* Exercise task *
Report each line in the data below that contains the string "neck". Case counts.

begin Data section

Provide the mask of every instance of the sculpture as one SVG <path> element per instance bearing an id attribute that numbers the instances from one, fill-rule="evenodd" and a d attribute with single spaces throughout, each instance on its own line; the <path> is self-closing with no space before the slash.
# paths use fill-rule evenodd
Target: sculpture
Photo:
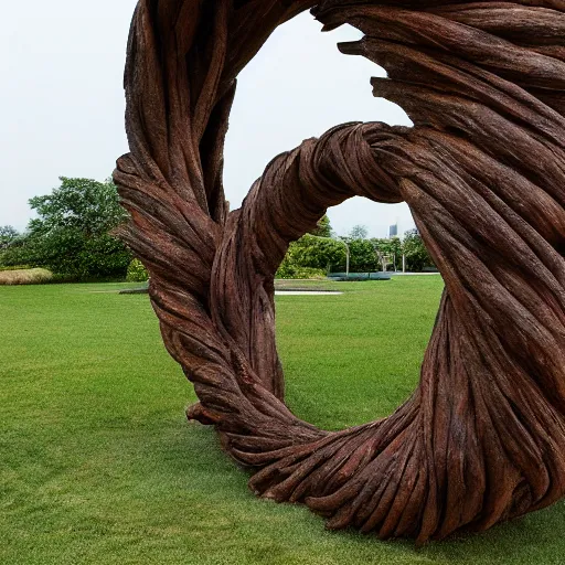
<path id="1" fill-rule="evenodd" d="M 417 543 L 565 493 L 565 1 L 141 0 L 128 46 L 124 237 L 164 343 L 250 488 L 328 526 Z M 235 78 L 309 9 L 388 72 L 414 128 L 345 124 L 271 161 L 241 210 L 222 188 Z M 328 433 L 285 406 L 273 277 L 352 195 L 405 201 L 446 284 L 413 397 Z"/>

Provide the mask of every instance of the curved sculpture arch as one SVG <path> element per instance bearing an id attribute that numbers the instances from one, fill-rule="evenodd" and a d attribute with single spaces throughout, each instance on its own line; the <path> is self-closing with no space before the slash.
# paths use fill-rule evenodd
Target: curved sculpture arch
<path id="1" fill-rule="evenodd" d="M 125 86 L 124 237 L 164 343 L 252 489 L 329 527 L 418 543 L 565 493 L 565 1 L 141 0 Z M 238 72 L 297 13 L 364 33 L 414 128 L 345 124 L 278 156 L 228 212 Z M 406 202 L 446 284 L 412 398 L 338 433 L 284 404 L 274 274 L 329 206 Z"/>

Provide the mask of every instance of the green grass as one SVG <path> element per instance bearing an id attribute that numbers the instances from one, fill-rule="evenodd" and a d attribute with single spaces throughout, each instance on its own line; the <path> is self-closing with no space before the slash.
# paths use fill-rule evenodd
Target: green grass
<path id="1" fill-rule="evenodd" d="M 288 403 L 332 429 L 414 390 L 441 281 L 335 287 L 277 299 Z M 185 422 L 194 394 L 148 297 L 118 288 L 0 288 L 2 565 L 564 563 L 562 503 L 416 551 L 256 499 L 213 430 Z"/>

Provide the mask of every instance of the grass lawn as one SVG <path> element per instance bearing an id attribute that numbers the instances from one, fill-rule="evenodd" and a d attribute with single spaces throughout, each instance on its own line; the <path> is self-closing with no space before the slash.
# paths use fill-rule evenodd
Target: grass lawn
<path id="1" fill-rule="evenodd" d="M 130 285 L 136 286 L 136 285 Z M 439 277 L 332 284 L 277 298 L 290 407 L 326 428 L 391 413 L 414 390 Z M 247 490 L 146 295 L 124 285 L 0 287 L 0 564 L 563 564 L 565 505 L 416 551 L 324 531 Z"/>

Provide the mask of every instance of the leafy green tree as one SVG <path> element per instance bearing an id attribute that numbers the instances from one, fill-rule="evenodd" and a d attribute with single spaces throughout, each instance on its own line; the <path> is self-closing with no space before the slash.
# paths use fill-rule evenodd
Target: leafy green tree
<path id="1" fill-rule="evenodd" d="M 0 226 L 0 249 L 8 248 L 19 236 L 18 230 L 11 225 Z"/>
<path id="2" fill-rule="evenodd" d="M 369 230 L 365 225 L 354 225 L 349 233 L 350 239 L 366 239 Z"/>
<path id="3" fill-rule="evenodd" d="M 408 270 L 420 271 L 435 266 L 418 230 L 409 230 L 404 234 L 402 247 Z"/>
<path id="4" fill-rule="evenodd" d="M 373 273 L 379 270 L 375 248 L 370 239 L 353 239 L 351 237 L 344 237 L 343 239 L 349 245 L 350 273 Z"/>
<path id="5" fill-rule="evenodd" d="M 127 220 L 108 180 L 61 177 L 61 186 L 30 200 L 38 217 L 10 260 L 78 279 L 124 277 L 131 253 L 111 231 Z"/>

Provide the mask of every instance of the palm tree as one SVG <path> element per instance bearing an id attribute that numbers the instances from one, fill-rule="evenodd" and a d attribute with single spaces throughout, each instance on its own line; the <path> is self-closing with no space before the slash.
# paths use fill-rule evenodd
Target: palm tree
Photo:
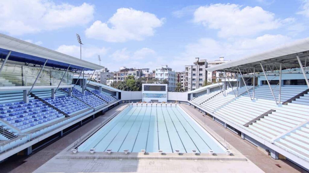
<path id="1" fill-rule="evenodd" d="M 184 91 L 184 90 L 181 87 L 181 84 L 180 82 L 178 82 L 176 84 L 176 87 L 175 87 L 175 92 L 183 92 Z"/>

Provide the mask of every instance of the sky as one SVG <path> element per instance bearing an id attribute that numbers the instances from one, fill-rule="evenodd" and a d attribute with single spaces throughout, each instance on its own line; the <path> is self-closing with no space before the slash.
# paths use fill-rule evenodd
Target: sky
<path id="1" fill-rule="evenodd" d="M 2 0 L 0 32 L 111 71 L 233 61 L 309 37 L 309 0 Z"/>

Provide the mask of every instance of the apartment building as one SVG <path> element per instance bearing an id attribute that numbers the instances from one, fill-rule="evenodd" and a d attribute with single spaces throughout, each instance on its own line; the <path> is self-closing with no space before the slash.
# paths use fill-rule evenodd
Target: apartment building
<path id="1" fill-rule="evenodd" d="M 121 67 L 119 68 L 119 71 L 114 72 L 114 81 L 124 81 L 129 76 L 133 76 L 135 79 L 138 79 L 142 77 L 142 69 Z"/>
<path id="2" fill-rule="evenodd" d="M 210 67 L 211 66 L 220 64 L 222 63 L 228 62 L 228 61 L 225 61 L 224 60 L 224 57 L 220 57 L 219 58 L 218 60 L 212 61 L 208 62 L 208 67 Z M 229 76 L 231 76 L 231 74 L 229 73 L 227 73 L 227 74 Z M 207 71 L 207 81 L 208 82 L 213 83 L 217 82 L 217 80 L 220 82 L 224 78 L 224 72 L 221 71 Z M 216 79 L 216 77 L 217 77 L 217 79 Z"/>
<path id="3" fill-rule="evenodd" d="M 195 58 L 192 65 L 185 66 L 185 70 L 181 74 L 181 86 L 185 91 L 196 90 L 203 86 L 204 81 L 207 80 L 207 60 Z"/>
<path id="4" fill-rule="evenodd" d="M 155 69 L 155 78 L 160 80 L 166 79 L 168 81 L 167 91 L 173 91 L 176 85 L 176 73 L 167 65 L 158 67 Z"/>

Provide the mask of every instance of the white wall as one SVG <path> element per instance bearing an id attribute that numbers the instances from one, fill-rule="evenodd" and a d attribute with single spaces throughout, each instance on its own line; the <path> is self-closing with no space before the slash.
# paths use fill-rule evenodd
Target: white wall
<path id="1" fill-rule="evenodd" d="M 168 92 L 167 100 L 187 102 L 188 92 Z"/>
<path id="2" fill-rule="evenodd" d="M 142 100 L 142 91 L 121 91 L 121 99 L 123 100 Z"/>

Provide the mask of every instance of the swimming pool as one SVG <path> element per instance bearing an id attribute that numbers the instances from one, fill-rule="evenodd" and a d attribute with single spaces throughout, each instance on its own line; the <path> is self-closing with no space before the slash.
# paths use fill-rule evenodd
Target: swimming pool
<path id="1" fill-rule="evenodd" d="M 179 106 L 158 107 L 130 105 L 83 143 L 78 151 L 225 152 L 223 146 Z"/>

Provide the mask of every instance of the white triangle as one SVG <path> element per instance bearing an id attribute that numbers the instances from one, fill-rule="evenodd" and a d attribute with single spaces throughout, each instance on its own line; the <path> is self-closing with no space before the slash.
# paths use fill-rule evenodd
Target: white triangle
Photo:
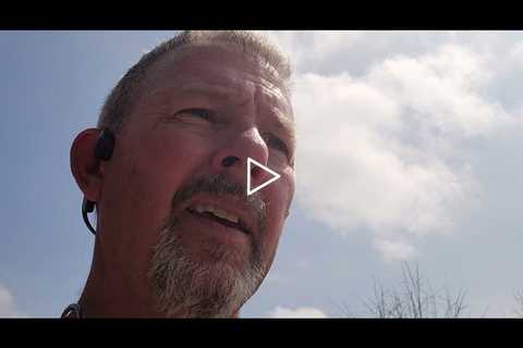
<path id="1" fill-rule="evenodd" d="M 264 171 L 266 172 L 269 172 L 270 174 L 272 174 L 272 178 L 268 179 L 267 182 L 265 182 L 264 184 L 259 185 L 258 187 L 255 187 L 255 188 L 251 188 L 251 163 L 254 163 L 255 165 L 262 167 Z M 265 165 L 262 165 L 259 164 L 258 162 L 256 162 L 255 160 L 253 160 L 252 158 L 247 157 L 247 196 L 251 196 L 253 195 L 254 192 L 256 192 L 258 189 L 262 189 L 264 188 L 265 186 L 276 182 L 277 179 L 280 178 L 280 174 L 276 173 L 275 171 L 272 170 L 269 170 L 267 166 Z"/>

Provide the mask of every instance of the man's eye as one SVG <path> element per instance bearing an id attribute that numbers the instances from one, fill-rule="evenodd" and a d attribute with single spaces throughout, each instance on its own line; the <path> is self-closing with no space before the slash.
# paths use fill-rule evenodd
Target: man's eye
<path id="1" fill-rule="evenodd" d="M 283 152 L 288 158 L 290 157 L 289 148 L 280 138 L 269 134 L 267 135 L 267 145 Z"/>

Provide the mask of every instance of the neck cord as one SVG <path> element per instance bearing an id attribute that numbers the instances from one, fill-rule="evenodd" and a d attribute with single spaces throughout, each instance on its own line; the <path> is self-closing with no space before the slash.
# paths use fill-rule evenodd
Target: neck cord
<path id="1" fill-rule="evenodd" d="M 74 319 L 81 319 L 83 318 L 82 315 L 82 309 L 80 308 L 78 303 L 71 303 L 69 304 L 62 312 L 62 315 L 60 318 L 74 318 Z"/>

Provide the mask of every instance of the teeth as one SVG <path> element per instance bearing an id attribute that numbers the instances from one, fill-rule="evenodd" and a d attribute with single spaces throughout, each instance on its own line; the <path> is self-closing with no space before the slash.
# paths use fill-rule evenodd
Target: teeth
<path id="1" fill-rule="evenodd" d="M 220 210 L 218 208 L 215 208 L 215 207 L 211 207 L 211 206 L 196 206 L 194 208 L 194 210 L 196 210 L 198 213 L 205 213 L 205 212 L 209 212 L 220 219 L 224 219 L 224 220 L 228 220 L 230 222 L 233 222 L 235 224 L 238 224 L 238 222 L 240 221 L 240 217 L 238 217 L 236 215 L 234 214 L 230 214 L 230 213 L 227 213 L 226 211 L 223 210 Z"/>

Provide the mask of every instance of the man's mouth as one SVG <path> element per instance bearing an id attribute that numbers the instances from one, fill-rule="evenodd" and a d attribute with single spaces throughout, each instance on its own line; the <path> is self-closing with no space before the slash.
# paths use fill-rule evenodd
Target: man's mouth
<path id="1" fill-rule="evenodd" d="M 248 229 L 245 226 L 245 223 L 242 220 L 232 214 L 228 213 L 221 209 L 218 209 L 212 206 L 196 206 L 188 207 L 186 211 L 195 216 L 212 220 L 219 224 L 222 224 L 229 228 L 236 228 L 245 234 L 248 234 Z"/>

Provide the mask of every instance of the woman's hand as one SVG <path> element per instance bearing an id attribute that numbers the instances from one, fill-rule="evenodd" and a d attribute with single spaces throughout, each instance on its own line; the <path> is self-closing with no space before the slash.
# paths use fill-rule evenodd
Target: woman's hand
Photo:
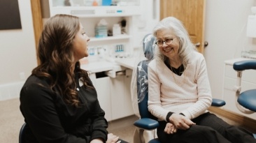
<path id="1" fill-rule="evenodd" d="M 176 127 L 171 123 L 167 123 L 166 126 L 165 126 L 164 128 L 164 132 L 167 134 L 173 134 L 175 133 L 176 133 L 177 131 L 177 128 Z"/>
<path id="2" fill-rule="evenodd" d="M 169 121 L 176 128 L 180 130 L 187 130 L 190 128 L 191 126 L 196 124 L 183 115 L 178 114 L 173 114 L 170 116 Z"/>
<path id="3" fill-rule="evenodd" d="M 113 135 L 113 133 L 108 134 L 108 140 L 106 143 L 120 143 L 121 141 L 118 141 L 119 137 Z"/>
<path id="4" fill-rule="evenodd" d="M 100 139 L 94 139 L 90 143 L 104 143 L 104 142 Z"/>

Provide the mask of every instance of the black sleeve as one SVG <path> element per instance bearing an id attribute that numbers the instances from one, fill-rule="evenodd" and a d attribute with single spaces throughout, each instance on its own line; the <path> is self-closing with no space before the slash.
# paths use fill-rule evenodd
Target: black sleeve
<path id="1" fill-rule="evenodd" d="M 107 140 L 108 122 L 106 120 L 105 112 L 101 108 L 98 99 L 93 107 L 93 110 L 90 112 L 90 116 L 92 121 L 91 140 L 97 138 L 101 138 L 105 142 Z"/>
<path id="2" fill-rule="evenodd" d="M 169 119 L 170 118 L 170 116 L 173 114 L 173 112 L 169 112 L 166 118 L 166 120 L 167 122 L 170 122 L 170 121 L 169 120 Z"/>
<path id="3" fill-rule="evenodd" d="M 57 112 L 49 89 L 31 84 L 20 92 L 20 110 L 33 135 L 41 143 L 85 143 L 88 139 L 66 133 Z"/>

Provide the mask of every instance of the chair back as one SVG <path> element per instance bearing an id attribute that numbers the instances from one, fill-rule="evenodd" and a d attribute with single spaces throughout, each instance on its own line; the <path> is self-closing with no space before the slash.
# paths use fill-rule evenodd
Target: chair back
<path id="1" fill-rule="evenodd" d="M 148 66 L 153 59 L 155 51 L 155 38 L 152 34 L 147 34 L 143 40 L 143 48 L 145 60 L 138 63 L 137 66 L 137 96 L 138 106 L 141 118 L 150 118 L 156 119 L 148 109 Z"/>
<path id="2" fill-rule="evenodd" d="M 26 141 L 24 140 L 24 129 L 27 126 L 27 123 L 23 123 L 22 126 L 20 128 L 20 135 L 19 135 L 19 143 L 26 143 Z"/>

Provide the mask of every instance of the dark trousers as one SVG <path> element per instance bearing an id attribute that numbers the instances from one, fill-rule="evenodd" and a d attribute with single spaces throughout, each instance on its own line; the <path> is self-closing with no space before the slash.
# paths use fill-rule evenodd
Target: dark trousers
<path id="1" fill-rule="evenodd" d="M 174 134 L 164 132 L 166 121 L 159 121 L 157 136 L 162 143 L 256 143 L 253 133 L 231 126 L 210 112 L 192 120 L 192 125 L 186 130 L 178 130 Z"/>

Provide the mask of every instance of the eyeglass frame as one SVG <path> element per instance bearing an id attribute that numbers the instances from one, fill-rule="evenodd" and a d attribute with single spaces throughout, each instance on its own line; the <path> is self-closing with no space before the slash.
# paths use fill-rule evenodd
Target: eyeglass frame
<path id="1" fill-rule="evenodd" d="M 174 37 L 174 38 L 166 38 L 164 40 L 162 40 L 162 44 L 161 45 L 159 45 L 158 44 L 157 44 L 157 43 L 158 42 L 159 42 L 159 40 L 157 40 L 157 42 L 155 42 L 155 45 L 157 45 L 158 47 L 162 47 L 162 46 L 163 46 L 164 45 L 164 43 L 165 43 L 166 45 L 170 45 L 170 44 L 171 44 L 172 43 L 173 43 L 173 40 L 176 38 L 176 37 Z M 167 43 L 166 42 L 166 40 L 170 40 L 170 42 L 169 42 L 169 43 Z M 160 40 L 161 41 L 161 40 Z"/>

end Data section

* Exercise solution *
Provide the mask of every instance of the neck cord as one SVG <path> element per instance bearing an id attribute that numbers the instances from one, fill-rule="evenodd" and a d attribute with single spaces throughout, each instance on its own line; the <path> is self-closing with no space before the slash.
Target: neck cord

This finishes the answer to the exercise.